§ **EXERCISE GOAL**: Render every one of the lines below as a Markdown table with the columns "Row" and "Line," numbering each row and skipping blank lines. Leave the pictures out of the table.

Entries drawn from a collection
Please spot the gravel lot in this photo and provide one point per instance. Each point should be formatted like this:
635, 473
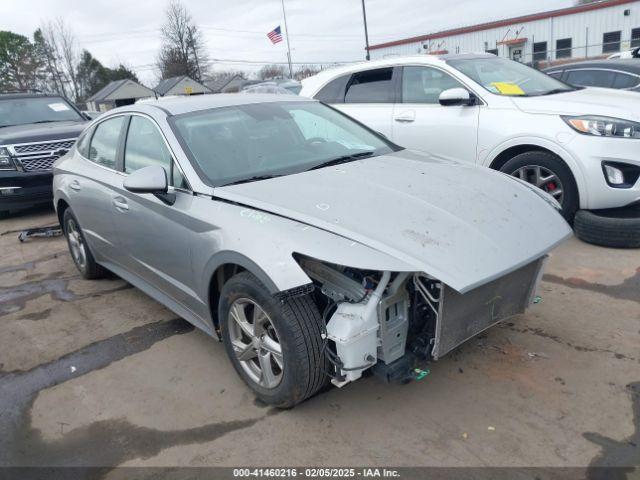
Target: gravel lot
97, 373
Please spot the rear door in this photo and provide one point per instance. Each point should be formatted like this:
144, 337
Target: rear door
369, 97
421, 123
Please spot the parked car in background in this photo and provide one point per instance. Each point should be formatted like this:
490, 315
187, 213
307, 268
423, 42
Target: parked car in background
292, 86
580, 145
270, 88
35, 130
633, 53
310, 244
618, 74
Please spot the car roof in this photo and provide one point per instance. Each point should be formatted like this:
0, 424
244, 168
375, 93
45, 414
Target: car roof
193, 103
17, 95
626, 65
320, 79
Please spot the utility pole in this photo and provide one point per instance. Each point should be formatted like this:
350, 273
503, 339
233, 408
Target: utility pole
195, 54
366, 33
286, 31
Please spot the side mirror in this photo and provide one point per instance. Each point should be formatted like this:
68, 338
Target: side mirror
151, 179
456, 97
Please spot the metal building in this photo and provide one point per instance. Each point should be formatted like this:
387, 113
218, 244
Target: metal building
595, 29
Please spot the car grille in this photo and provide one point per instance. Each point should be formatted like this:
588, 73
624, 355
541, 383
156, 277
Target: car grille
37, 157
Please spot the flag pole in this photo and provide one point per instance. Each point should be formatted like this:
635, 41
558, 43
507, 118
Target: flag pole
286, 29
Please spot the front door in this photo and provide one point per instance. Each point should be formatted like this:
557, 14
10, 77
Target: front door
153, 235
369, 98
421, 123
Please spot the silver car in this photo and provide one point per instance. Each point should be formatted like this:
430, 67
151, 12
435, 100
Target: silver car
313, 247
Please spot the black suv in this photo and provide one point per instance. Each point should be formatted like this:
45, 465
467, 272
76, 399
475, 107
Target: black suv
35, 130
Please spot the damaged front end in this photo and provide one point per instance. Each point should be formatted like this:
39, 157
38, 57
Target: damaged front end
394, 323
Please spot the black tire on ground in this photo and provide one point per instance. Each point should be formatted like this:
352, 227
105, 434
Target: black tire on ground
619, 228
570, 202
91, 270
298, 325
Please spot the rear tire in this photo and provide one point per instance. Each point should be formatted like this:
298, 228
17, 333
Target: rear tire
281, 379
618, 228
523, 165
80, 252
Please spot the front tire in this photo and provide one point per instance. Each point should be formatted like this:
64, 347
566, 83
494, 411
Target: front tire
547, 172
274, 345
80, 253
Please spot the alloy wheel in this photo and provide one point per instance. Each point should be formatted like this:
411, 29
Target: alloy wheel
255, 343
543, 178
78, 248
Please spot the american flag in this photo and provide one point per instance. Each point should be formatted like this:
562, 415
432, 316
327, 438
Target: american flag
275, 35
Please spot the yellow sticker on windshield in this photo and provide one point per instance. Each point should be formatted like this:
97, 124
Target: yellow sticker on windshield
506, 88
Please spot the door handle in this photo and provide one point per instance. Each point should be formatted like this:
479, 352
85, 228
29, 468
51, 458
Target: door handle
406, 116
120, 204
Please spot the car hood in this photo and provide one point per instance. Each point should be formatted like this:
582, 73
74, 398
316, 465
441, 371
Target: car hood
462, 224
587, 101
40, 132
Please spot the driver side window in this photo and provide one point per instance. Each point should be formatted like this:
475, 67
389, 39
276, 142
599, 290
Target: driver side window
425, 84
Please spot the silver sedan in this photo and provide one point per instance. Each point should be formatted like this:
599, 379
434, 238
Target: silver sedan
313, 247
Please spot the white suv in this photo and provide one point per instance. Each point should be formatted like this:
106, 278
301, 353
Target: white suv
581, 145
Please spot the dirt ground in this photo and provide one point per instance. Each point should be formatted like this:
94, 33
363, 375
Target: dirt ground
97, 373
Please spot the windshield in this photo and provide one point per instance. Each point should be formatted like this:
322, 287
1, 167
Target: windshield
506, 77
21, 111
251, 142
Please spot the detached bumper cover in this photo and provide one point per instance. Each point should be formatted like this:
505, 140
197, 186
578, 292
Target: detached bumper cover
22, 189
463, 316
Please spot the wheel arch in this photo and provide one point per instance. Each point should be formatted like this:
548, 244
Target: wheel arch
221, 268
504, 152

§ **WRITTEN RESPONSE**:
| Row | Line |
|---|---|
| 1 | Please spot the gravel lot in this photo and provide one point per instance. Each point should be formatted like this: |
| 2 | 635, 473 |
| 3 | Target: gravel lot |
| 4 | 97, 373 |
| 5 | Please spot the rear door in this photo and provide one point per instance. Each point should be formatted like this: |
| 6 | 144, 337 |
| 7 | Target: rear door |
| 8 | 369, 97 |
| 9 | 421, 123 |
| 10 | Please spot the parked car in background in this photo and provide one point per instance. Each point should be formatted like this: |
| 11 | 490, 315 |
| 12 | 187, 213 |
| 13 | 307, 268 |
| 14 | 423, 42 |
| 15 | Target: parked car in background |
| 16 | 292, 86 |
| 17 | 580, 145 |
| 18 | 270, 88 |
| 19 | 35, 130 |
| 20 | 633, 53 |
| 21 | 310, 244 |
| 22 | 618, 74 |
| 23 | Please spot the car roof in this photo and provide one point per instance. Each point should be formatted like this: |
| 24 | 0, 424 |
| 25 | 244, 168 |
| 26 | 375, 93 |
| 27 | 45, 414 |
| 28 | Target: car roof |
| 29 | 193, 103 |
| 30 | 17, 95 |
| 31 | 626, 65 |
| 32 | 320, 79 |
| 33 | Please spot the utility pole in this photo and provide one point per instance. Each point should be formatted like this: |
| 34 | 350, 273 |
| 35 | 503, 339 |
| 36 | 233, 408 |
| 37 | Target: utility pole |
| 38 | 195, 54 |
| 39 | 366, 33 |
| 40 | 286, 31 |
| 41 | Please spot the side mirror in this photo and provide one point per instance. Each point should be formatted like this: |
| 42 | 68, 338 |
| 43 | Target: side mirror |
| 44 | 151, 179 |
| 45 | 456, 97 |
| 46 | Please spot the metal building in this photo and provide one point per instance. Each point should be formatted like this: |
| 47 | 387, 113 |
| 48 | 218, 244 |
| 49 | Target: metal building |
| 50 | 595, 29 |
| 51 | Please spot the car grille in this photo and provide one point per instance. Each point should be formatted like this: |
| 52 | 588, 73 |
| 53 | 624, 355 |
| 54 | 541, 383 |
| 55 | 156, 277 |
| 56 | Target: car grille |
| 57 | 37, 157 |
| 58 | Please spot the flag pole in this photo and provide one point per instance. Each point should be formatted like this: |
| 59 | 635, 41 |
| 60 | 558, 43 |
| 61 | 507, 118 |
| 62 | Target: flag pole |
| 63 | 286, 29 |
| 64 | Please spot the front door in this photo and provide one point per instance. Each point should be formatted like this: |
| 65 | 557, 14 |
| 66 | 10, 77 |
| 67 | Target: front door |
| 68 | 153, 235 |
| 69 | 369, 98 |
| 70 | 421, 123 |
| 71 | Please spot the silver car in this photo and provide one point per instance. Each point should be formatted like this: |
| 72 | 430, 67 |
| 73 | 151, 12 |
| 74 | 435, 100 |
| 75 | Target: silver car |
| 76 | 313, 247 |
| 77 | Please spot the black suv in this photo and provide one point per instance. Each point should be formatted like this: |
| 78 | 45, 465 |
| 79 | 467, 272 |
| 80 | 76, 399 |
| 81 | 475, 107 |
| 82 | Target: black suv |
| 83 | 35, 130 |
| 84 | Please spot the damaged front end in this photo and provide one point per instance. Each point should be formatted like this: |
| 85 | 39, 157 |
| 86 | 38, 57 |
| 87 | Target: damaged front end |
| 88 | 394, 323 |
| 89 | Please spot the black tire on ground in this photo and provide one point per instance. Each point should be formatted like this: |
| 90 | 352, 227 |
| 91 | 105, 434 |
| 92 | Target: black tire on ground |
| 93 | 619, 228 |
| 94 | 570, 202 |
| 95 | 91, 270 |
| 96 | 298, 325 |
| 97 | Please spot the rear tire in this photo and provide one point per instance. Each point should be formatted like this: |
| 98 | 298, 228 |
| 99 | 17, 333 |
| 100 | Target: rear tire |
| 101 | 281, 379 |
| 102 | 618, 228 |
| 103 | 523, 165 |
| 104 | 80, 252 |
| 105 | Please spot the front tire in this photo and provide one point per instance. Each point should be formatted like this: |
| 106 | 64, 347 |
| 107 | 566, 83 |
| 108 | 494, 411 |
| 109 | Target: front tire |
| 110 | 547, 172 |
| 111 | 274, 345 |
| 112 | 80, 253 |
| 113 | Please spot the alloy wheel in this photo and provide one point per instance. Each point should be formatted like this: |
| 114 | 411, 29 |
| 115 | Target: alloy wheel |
| 116 | 255, 343 |
| 117 | 543, 178 |
| 118 | 78, 248 |
| 119 | Please spot the american flag in this photo and provide one point per instance. Each point should be formatted like this: |
| 120 | 562, 415 |
| 121 | 432, 316 |
| 122 | 327, 438 |
| 123 | Target: american flag |
| 124 | 275, 35 |
| 125 | Please spot the yellow sticker on windshield in this photo and provide one point per instance. Each point should be formatted like this: |
| 126 | 97, 124 |
| 127 | Target: yellow sticker on windshield |
| 128 | 506, 88 |
| 129 | Please spot the door handle in this photo and provide one point per instance. Each point should be formatted like this: |
| 130 | 479, 352 |
| 131 | 85, 228 |
| 132 | 29, 468 |
| 133 | 51, 458 |
| 134 | Target: door handle |
| 135 | 406, 116 |
| 136 | 120, 204 |
| 137 | Please spot the car hood in this photo and provide one point per instance. Each point should be formatted like this: |
| 138 | 582, 73 |
| 139 | 74, 398 |
| 140 | 316, 465 |
| 141 | 441, 371 |
| 142 | Target: car hood |
| 143 | 462, 224 |
| 144 | 587, 101 |
| 145 | 40, 132 |
| 146 | Please spot the driver side window in this photo and provide one point per instance. Each point should be formatted like this: |
| 147 | 475, 67 |
| 148 | 389, 39 |
| 149 | 276, 142 |
| 150 | 599, 290 |
| 151 | Target: driver side window |
| 152 | 425, 84 |
| 153 | Please spot the silver sedan in this photo and provide one point per instance. Each point should be formatted like this: |
| 154 | 599, 379 |
| 155 | 434, 238 |
| 156 | Target: silver sedan |
| 157 | 313, 247 |
| 158 | Please spot the white suv in this photo and provide one point per instance. Each point should be formatted like this: |
| 159 | 106, 278 |
| 160 | 301, 353 |
| 161 | Target: white suv |
| 162 | 581, 145 |
| 163 | Please spot the dirt ground in this photo and provide one point per instance. Each point should be formatted like this: |
| 164 | 94, 33 |
| 165 | 363, 375 |
| 166 | Target: dirt ground |
| 167 | 97, 373 |
| 168 | Please spot the windshield in this photo and provide one point per instance. Each point should be formatted like this: |
| 169 | 322, 287 |
| 170 | 1, 167 |
| 171 | Target: windshield |
| 172 | 506, 77 |
| 173 | 21, 111 |
| 174 | 251, 142 |
| 175 | Please spot the detached bumper cover in this photo and provide one point per instance. Each point should be formatted like this: |
| 176 | 505, 140 |
| 177 | 197, 186 |
| 178 | 578, 292 |
| 179 | Target: detached bumper cover |
| 180 | 22, 189 |
| 181 | 463, 316 |
| 182 | Please spot the wheel arch in this photo and provide one point per instance. Each point should be formatted like this: |
| 183 | 548, 244 |
| 184 | Target: wheel arch |
| 185 | 221, 268 |
| 186 | 504, 152 |